==== Data listing
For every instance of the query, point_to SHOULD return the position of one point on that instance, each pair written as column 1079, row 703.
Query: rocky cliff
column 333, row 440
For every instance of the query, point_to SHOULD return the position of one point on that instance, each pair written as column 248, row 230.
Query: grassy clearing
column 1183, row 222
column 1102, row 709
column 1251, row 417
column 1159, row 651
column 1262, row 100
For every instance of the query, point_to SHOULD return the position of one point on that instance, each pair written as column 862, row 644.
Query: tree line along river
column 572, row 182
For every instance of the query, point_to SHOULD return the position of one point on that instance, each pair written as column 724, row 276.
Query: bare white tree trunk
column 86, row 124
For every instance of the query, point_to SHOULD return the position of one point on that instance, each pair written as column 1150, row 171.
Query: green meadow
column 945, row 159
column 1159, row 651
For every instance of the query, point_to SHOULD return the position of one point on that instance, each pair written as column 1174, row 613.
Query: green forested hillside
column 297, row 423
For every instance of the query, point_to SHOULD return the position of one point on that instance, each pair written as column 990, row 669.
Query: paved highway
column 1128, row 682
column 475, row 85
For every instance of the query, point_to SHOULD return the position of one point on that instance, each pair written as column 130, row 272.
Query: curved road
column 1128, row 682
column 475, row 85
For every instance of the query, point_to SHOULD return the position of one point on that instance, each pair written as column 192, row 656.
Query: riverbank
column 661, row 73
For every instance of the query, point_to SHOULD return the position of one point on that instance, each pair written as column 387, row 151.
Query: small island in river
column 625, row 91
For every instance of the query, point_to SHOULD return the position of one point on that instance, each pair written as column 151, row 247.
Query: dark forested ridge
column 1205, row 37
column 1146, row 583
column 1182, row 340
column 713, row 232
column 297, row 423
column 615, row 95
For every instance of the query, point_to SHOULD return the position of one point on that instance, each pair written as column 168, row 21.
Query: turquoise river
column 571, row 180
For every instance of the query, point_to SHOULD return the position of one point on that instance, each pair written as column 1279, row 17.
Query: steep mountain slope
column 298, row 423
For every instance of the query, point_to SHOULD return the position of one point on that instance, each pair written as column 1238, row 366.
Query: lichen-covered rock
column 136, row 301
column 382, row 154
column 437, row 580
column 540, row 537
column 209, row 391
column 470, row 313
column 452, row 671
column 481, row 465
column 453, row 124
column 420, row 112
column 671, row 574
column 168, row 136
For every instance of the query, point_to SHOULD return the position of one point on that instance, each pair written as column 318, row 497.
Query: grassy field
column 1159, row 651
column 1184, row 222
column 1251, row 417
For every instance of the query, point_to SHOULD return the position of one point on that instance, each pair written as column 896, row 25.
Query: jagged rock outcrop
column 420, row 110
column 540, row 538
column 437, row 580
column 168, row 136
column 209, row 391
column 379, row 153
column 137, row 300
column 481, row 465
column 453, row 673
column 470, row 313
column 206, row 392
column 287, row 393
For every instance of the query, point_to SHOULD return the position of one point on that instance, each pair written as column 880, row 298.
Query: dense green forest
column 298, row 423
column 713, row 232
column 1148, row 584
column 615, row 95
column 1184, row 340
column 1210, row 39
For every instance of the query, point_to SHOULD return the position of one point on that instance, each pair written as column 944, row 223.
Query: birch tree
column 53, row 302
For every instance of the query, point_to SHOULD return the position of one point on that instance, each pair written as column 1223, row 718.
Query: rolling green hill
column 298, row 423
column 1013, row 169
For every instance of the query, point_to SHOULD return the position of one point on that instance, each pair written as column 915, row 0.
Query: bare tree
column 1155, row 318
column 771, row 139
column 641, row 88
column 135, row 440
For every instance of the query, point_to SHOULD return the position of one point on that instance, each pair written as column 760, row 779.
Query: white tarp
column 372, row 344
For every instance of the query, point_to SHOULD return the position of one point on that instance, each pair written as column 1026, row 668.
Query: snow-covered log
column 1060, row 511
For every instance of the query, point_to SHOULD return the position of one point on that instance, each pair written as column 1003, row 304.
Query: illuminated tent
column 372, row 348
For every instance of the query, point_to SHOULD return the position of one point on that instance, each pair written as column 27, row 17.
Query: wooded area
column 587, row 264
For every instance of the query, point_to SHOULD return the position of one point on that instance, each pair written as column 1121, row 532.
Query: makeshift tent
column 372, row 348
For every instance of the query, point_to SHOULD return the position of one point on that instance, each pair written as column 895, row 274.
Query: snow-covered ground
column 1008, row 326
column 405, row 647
========
**Given task:** Edit the material above so that every "point_to" reads "mark_point" and nothing else changes.

**Complete output:**
For every instance of the query, mark_point SHOULD return the position of one point on that instance, each pair written as column 1079, row 703.
Query: rocky cliff
column 333, row 440
For every instance of the query, mark_point SHOULD return the position of one point on that instance, each pair written as column 248, row 230.
Query: grassy clearing
column 1183, row 222
column 1102, row 709
column 1251, row 417
column 1159, row 651
column 1262, row 100
For every instance of the query, mark_point SHOULD return the position of one point on that instance, each pair written as column 862, row 644.
Query: tree line along river
column 572, row 182
For every instance of the query, mark_point SHOULD return the position of one point on that instance, each pair written as column 724, row 276.
Query: bare white tree trunk
column 86, row 124
For every instance of the query, mark_point SHOULD return the position of one point on that instance, each pair written as column 1150, row 171.
Query: green meadow
column 945, row 159
column 1159, row 651
For every instance of the query, mark_point SHOULD return the position of one point on that instance, each pair written as column 1174, row 613.
Query: green forested hillside
column 297, row 423
For every instance of the query, mark_point SHOULD return the position of one point on that instance, each pair written as column 990, row 669.
Query: paved highway
column 1128, row 682
column 475, row 85
For every instance of the query, mark_point SHOULD return the position of one point on that instance, each pair written as column 130, row 272.
Query: curved road
column 1128, row 682
column 475, row 85
For every instance of the query, mark_point SHOULD return the position of one point on that instance, each pair written as column 192, row 656.
Query: riverbank
column 661, row 73
For every instance of the query, mark_point SHOULD return the position of one point on that instance, each pair written as column 387, row 151.
Query: small island in river
column 625, row 91
For every instance of the query, mark_point SHOULD return the position of one point on that instance, each pair written as column 151, row 247.
Query: dark forested ridge
column 1205, row 37
column 1146, row 583
column 1182, row 340
column 713, row 232
column 297, row 423
column 615, row 95
For every instance of the query, mark_point SHOULD return the position of one point on that instance, each pair written as column 168, row 21.
Query: turquoise river
column 571, row 180
For every instance of the query, mark_point SHOULD return the position of one point on that instance, each pair written as column 1279, row 17.
Query: steep mountain slope
column 298, row 423
For every instance of the query, mark_point SHOULD return the position of one point on that instance, each pair written as column 1238, row 366.
Query: lichen-covered rock
column 136, row 301
column 382, row 154
column 437, row 580
column 540, row 537
column 209, row 391
column 470, row 313
column 452, row 671
column 481, row 465
column 453, row 124
column 420, row 112
column 671, row 574
column 168, row 136
For every instance of the query, mark_point SHOULD return the position of one point on that instance, each pair written as column 318, row 497.
Query: grassy field
column 1159, row 651
column 1184, row 222
column 1251, row 417
For every instance of the query, mark_point SHOULD return the position of one point on that instance, each pair written as column 896, row 25.
Query: jagged rock outcrop
column 420, row 110
column 540, row 538
column 437, row 580
column 168, row 136
column 209, row 391
column 379, row 153
column 137, row 300
column 481, row 465
column 453, row 673
column 470, row 313
column 206, row 392
column 287, row 393
For every instance of the query, mark_point SHOULD return the position of one point on that instance, each pair written as column 880, row 298.
Query: dense green forest
column 298, row 423
column 713, row 232
column 1148, row 584
column 615, row 95
column 1184, row 340
column 1210, row 39
For every instance of the query, mark_point SHOULD return the position of one point on that instance, each pair written as column 944, row 223.
Query: birch tree
column 53, row 302
For every instance of the query, mark_point SHOULD return the position of one point on that instance, each pair written as column 1223, row 718.
Query: rolling green hill
column 298, row 423
column 1013, row 169
For every instance of the query, mark_point SHOULD return the position of one point on that instance, each pair written as column 915, row 0.
Query: bare tree
column 1155, row 318
column 771, row 139
column 641, row 88
column 135, row 440
For every instance of the query, mark_point SHOULD return the position of one point on that instance, each pair written as column 760, row 779.
Query: white tarp
column 372, row 344
For every instance of the query, mark_point SHOULD return the position of one point on that instance, each pair written as column 1026, row 668.
Query: snow-covered log
column 1060, row 511
For every instance of the query, mark_point SHOULD return the position of one point on that instance, each pair written as column 1003, row 304.
Query: illuminated tent
column 372, row 348
For every instance of the query, mark_point SHOULD return the position of one point on that instance, each pair written as column 27, row 17.
Query: wooded area
column 587, row 264
For every instance of the query, mark_point SHOULD return the position of one point on that instance, each pair written as column 1121, row 532.
Query: makeshift tent
column 372, row 348
For every instance of the query, mark_point SHOULD return the position of one point on that instance, each pair written as column 895, row 274.
Query: snow-covered ground
column 1008, row 326
column 405, row 647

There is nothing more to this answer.